## The problem
Output exactly, please, the lines of the records below from the one containing "Practice: put a marker on each instance of the raccoon's eye" through the final line.

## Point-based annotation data
^^^^^^^^^^^^^^^^
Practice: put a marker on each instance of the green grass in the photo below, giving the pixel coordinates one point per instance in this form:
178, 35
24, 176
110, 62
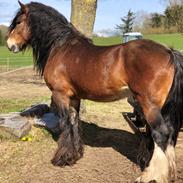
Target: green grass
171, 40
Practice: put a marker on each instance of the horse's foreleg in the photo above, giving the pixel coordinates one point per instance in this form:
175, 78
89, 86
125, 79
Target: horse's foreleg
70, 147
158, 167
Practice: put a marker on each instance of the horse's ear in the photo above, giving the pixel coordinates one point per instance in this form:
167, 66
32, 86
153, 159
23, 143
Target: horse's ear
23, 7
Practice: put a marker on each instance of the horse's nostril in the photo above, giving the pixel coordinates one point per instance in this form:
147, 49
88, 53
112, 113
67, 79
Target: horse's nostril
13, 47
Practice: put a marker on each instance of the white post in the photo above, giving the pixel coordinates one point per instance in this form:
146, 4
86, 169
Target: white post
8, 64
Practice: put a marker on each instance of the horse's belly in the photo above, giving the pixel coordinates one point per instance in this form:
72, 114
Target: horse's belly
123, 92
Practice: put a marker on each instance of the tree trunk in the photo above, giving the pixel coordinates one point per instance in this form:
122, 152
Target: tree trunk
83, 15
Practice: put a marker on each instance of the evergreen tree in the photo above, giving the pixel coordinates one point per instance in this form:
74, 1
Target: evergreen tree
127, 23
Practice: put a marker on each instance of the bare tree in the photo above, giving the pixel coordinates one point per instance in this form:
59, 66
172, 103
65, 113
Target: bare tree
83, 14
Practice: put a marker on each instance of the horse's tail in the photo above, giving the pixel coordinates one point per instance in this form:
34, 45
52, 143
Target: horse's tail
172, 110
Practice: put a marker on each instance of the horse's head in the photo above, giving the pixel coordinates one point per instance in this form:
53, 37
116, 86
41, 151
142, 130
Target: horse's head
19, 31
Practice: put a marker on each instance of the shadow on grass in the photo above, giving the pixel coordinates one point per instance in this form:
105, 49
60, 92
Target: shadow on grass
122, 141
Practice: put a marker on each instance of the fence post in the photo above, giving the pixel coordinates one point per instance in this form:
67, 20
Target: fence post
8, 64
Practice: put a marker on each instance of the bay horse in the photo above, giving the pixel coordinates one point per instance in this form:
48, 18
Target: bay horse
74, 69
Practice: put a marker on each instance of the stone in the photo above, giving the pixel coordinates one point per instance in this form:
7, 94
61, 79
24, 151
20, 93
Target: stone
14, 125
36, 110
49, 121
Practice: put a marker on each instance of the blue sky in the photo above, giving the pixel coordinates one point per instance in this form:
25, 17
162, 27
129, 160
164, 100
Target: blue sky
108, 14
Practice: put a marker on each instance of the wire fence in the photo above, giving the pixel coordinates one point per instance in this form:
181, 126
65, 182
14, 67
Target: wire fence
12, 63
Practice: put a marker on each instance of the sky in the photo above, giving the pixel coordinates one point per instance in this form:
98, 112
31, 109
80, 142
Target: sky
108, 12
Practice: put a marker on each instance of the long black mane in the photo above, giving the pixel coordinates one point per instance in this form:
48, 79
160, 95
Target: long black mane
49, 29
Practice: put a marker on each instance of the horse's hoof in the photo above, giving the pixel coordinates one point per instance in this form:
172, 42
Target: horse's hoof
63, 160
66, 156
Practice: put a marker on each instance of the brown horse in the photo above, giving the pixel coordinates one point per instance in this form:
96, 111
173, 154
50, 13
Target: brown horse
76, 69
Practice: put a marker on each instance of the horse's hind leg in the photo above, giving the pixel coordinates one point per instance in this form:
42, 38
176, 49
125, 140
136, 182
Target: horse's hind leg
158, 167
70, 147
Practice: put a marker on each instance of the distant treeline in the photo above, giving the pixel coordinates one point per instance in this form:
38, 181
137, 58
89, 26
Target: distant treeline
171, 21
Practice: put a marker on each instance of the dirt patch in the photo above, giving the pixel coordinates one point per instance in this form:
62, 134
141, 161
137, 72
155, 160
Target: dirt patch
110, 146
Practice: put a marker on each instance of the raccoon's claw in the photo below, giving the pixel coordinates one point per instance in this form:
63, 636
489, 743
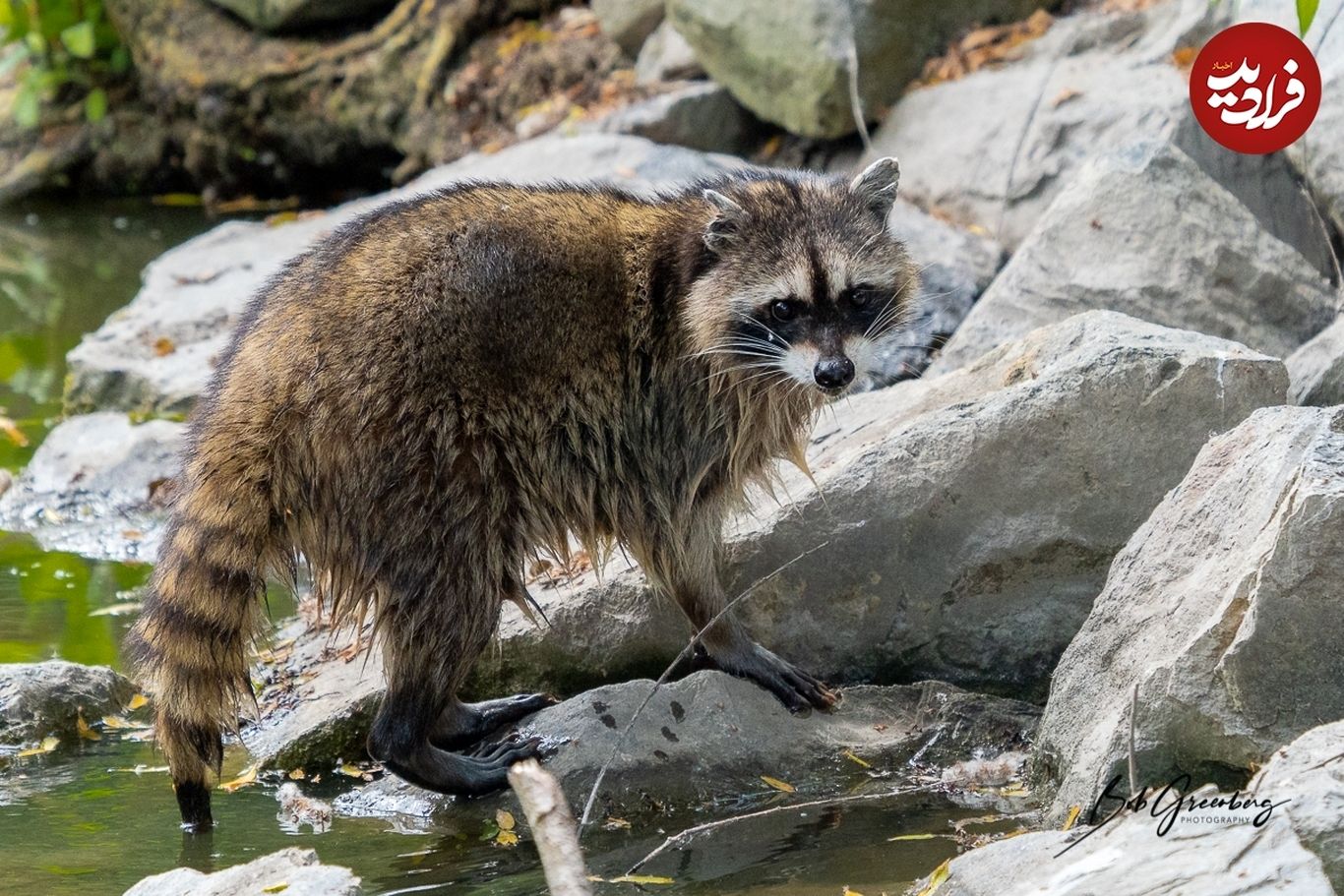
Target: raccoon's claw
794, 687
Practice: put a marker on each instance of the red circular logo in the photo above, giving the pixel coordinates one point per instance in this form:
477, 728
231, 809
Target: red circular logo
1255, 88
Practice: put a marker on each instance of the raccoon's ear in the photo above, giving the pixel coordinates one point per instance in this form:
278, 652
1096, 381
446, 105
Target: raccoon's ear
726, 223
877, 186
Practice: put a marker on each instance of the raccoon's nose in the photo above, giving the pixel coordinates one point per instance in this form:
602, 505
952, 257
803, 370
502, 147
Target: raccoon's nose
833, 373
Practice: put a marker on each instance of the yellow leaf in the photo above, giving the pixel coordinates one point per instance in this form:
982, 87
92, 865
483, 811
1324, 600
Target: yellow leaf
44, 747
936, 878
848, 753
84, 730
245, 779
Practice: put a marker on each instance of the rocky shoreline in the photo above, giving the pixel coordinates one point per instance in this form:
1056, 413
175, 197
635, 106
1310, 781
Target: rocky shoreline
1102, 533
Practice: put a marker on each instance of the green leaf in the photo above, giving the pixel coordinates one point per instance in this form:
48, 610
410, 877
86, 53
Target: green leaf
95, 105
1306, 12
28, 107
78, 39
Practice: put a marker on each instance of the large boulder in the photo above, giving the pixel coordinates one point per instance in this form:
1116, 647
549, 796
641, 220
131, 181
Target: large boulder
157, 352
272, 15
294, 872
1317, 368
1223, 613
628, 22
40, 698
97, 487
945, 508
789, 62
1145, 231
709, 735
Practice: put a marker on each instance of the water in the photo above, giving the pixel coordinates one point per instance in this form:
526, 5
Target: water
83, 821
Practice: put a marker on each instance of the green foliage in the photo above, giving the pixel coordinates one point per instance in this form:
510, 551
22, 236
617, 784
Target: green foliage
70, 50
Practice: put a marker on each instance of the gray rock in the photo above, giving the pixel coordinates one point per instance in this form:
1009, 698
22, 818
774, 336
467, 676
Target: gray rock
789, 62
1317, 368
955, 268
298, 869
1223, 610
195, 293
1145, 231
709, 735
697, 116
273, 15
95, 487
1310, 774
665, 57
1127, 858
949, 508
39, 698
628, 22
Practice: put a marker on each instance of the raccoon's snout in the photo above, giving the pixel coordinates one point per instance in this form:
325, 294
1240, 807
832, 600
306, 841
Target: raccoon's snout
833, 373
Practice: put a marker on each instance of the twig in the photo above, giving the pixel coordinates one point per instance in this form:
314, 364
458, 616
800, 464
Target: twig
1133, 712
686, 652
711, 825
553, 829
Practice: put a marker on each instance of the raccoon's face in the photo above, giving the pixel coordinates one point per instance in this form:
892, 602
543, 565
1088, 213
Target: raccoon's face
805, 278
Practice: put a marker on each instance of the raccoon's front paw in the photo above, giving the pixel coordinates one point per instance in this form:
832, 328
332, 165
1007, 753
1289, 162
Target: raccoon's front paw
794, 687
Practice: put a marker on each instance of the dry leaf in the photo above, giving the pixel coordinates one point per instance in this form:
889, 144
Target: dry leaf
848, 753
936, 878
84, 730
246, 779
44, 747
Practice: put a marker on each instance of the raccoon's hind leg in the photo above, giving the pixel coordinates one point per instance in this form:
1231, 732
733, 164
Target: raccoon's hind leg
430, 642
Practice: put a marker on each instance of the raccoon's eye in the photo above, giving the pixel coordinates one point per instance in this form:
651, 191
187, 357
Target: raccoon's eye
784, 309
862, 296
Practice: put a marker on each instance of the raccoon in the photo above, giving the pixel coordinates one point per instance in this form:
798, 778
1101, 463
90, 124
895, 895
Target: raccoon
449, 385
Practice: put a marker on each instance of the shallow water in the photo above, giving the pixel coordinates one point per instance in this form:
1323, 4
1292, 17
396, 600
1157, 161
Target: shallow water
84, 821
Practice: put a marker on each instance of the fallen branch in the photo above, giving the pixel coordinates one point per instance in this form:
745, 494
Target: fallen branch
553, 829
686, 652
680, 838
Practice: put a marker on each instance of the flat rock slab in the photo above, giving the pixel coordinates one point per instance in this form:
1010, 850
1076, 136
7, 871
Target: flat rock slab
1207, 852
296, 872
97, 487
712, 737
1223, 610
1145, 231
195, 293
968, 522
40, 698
^^^^^^^^^^^^^^^^
## Final result
Practice: put a marker on each instance of the raccoon's eye in the photo above, giving the pixel coordinates one point per instance in this form:
651, 191
187, 357
Target: raccoon's eye
784, 309
862, 296
Practice: put a marker on each instance of the raccoon in the photo above, giving the pixel coordinates one point per instance in this form:
798, 778
1101, 463
90, 124
895, 895
Target: raccoon
449, 385
Practice: put a marker on each instance of the shallow water in the photo above, giving the pixel coordinates one point per instance in this form:
1323, 4
1292, 17
396, 600
1157, 161
Target: shallow water
84, 821
Practice: put a marker on each instance of the fallen branch in the photo above, giving the pixel coordinates one point per instance in this form:
745, 494
Target: fallen branch
553, 829
686, 652
680, 838
Practice: put a marker on each instance of the flat rock slab in the photo above, giving the pixel coordinates one point per instance in this form:
1010, 850
1076, 136
7, 871
Target: flat rock slab
1207, 852
296, 872
97, 487
712, 737
1223, 610
1145, 231
195, 293
968, 522
40, 698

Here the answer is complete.